- **What is being asked**:
Your task is to copy every line of this material exactly.

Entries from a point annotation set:

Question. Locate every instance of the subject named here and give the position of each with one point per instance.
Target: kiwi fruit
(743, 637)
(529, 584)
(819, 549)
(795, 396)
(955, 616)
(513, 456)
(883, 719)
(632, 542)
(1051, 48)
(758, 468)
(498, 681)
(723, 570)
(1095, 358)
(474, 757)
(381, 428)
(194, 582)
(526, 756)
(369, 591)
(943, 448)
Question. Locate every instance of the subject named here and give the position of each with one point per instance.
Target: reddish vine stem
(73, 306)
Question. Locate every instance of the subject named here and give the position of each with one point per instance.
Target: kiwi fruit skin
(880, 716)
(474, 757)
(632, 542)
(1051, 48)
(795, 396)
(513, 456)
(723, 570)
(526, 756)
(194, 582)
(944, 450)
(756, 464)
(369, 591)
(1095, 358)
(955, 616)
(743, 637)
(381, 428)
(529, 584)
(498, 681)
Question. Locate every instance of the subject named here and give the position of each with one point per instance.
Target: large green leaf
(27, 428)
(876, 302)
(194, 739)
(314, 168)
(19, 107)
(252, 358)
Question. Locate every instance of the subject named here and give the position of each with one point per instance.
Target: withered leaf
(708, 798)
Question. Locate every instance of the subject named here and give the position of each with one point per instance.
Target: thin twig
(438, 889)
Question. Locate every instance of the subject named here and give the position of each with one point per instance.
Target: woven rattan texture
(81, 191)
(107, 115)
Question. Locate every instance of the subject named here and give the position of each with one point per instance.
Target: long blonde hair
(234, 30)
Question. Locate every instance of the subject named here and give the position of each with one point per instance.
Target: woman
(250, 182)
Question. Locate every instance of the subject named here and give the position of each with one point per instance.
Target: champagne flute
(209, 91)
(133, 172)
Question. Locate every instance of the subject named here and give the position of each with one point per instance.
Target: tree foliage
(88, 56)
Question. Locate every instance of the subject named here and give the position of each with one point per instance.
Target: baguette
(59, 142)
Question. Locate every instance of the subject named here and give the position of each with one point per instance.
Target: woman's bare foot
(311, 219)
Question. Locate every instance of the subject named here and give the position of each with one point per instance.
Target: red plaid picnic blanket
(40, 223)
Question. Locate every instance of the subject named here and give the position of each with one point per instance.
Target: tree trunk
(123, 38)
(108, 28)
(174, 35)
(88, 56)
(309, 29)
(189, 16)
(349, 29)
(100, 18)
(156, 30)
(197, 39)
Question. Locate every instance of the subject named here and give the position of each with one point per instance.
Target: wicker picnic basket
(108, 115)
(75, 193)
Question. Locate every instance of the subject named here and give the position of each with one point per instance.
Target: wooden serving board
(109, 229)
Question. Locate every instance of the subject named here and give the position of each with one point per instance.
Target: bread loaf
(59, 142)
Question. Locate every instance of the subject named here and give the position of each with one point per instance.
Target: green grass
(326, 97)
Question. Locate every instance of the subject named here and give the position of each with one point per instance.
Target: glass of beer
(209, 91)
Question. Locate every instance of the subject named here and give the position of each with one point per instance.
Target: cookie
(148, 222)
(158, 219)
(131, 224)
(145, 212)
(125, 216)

- **Expected answer**:
Question. Locate every instance of the subject named here and give the position of each with one point per instance.
Target: kiwi fruit
(743, 637)
(529, 584)
(819, 549)
(795, 396)
(955, 616)
(513, 456)
(883, 719)
(632, 542)
(1051, 48)
(758, 468)
(498, 681)
(723, 570)
(1095, 358)
(474, 757)
(381, 428)
(194, 582)
(526, 756)
(369, 591)
(943, 448)
Question. Locate every instance of the subject named here and give the position of each with one point per instance.
Target: reddish vine stem
(73, 306)
Question. Locate every instance of the subject named here and give the position of each with one point per instance.
Target: kiwi fruit skin
(880, 716)
(474, 757)
(632, 542)
(1051, 48)
(795, 396)
(513, 456)
(723, 570)
(526, 756)
(194, 582)
(944, 450)
(756, 464)
(369, 591)
(1095, 358)
(955, 616)
(743, 637)
(381, 428)
(529, 584)
(498, 681)
Question. Locate every instance of the subject named here and give the position of each with one point per instance.
Target: large green leaf
(27, 428)
(876, 302)
(194, 739)
(314, 168)
(19, 107)
(252, 358)
Question. Locate every instance of the subject named here and give the position of each with one point per instance.
Target: withered leaf
(708, 798)
Question. Locate every instance of the subject named here and give the position of each with one point per instance.
Target: thin twig
(438, 889)
Question. Locate every instance of the subject named here and give the position of each with one point per instance.
Target: woven rattan texture
(81, 191)
(107, 115)
Question. Locate every instance of the subject named here and give the position of each with one point per instance.
Target: long blonde hair
(234, 30)
Question. Locate every instance of the subject named here and give the position of each with one point per instance.
Target: woman
(250, 182)
Question. Locate every instance of the subject named here and give the position of each with one point per instance.
Target: champagne flute
(209, 91)
(133, 172)
Question. Locate every instance of the subject named here and give the position of each with one point per instance.
Target: tree foliage
(88, 56)
Question. Locate every instance of the subject named here and give the position of each with one point per instance.
Target: baguette
(59, 142)
Question. Locate every instance of the subject named here and give the position of each with one point per instance.
Target: woman's bare foot
(311, 219)
Question. Locate every instance of the subject named here and give the position of each with one point per instance.
Target: red plaid picnic blanket
(40, 223)
Question. Locate every instance of the subject named here and give the position of each with one point per instance.
Target: tree trunk
(123, 38)
(108, 28)
(174, 35)
(88, 56)
(309, 29)
(189, 16)
(349, 29)
(100, 18)
(156, 30)
(197, 39)
Question. Locate every instance of the subject named here and give the position of each with one point per instance.
Target: wicker picnic basket
(108, 115)
(75, 193)
Question. Locate every instance of the subject named here and give the position of each with one point per instance.
Target: wooden serving board
(109, 229)
Question. Locate every instance of the subject named here and give the position of each with one point per instance.
Target: bread loaf
(59, 142)
Question. Locate every instance of the subject named here and give the position of each with one point per instance.
Target: green grass
(326, 97)
Question. Locate every instance of the subject named here and give the position of each with one point per instance.
Target: glass of beer
(209, 91)
Question. Locate every instance of the subject named here and give the position of each with one point per instance.
Target: cookie
(148, 222)
(158, 219)
(131, 224)
(145, 212)
(125, 216)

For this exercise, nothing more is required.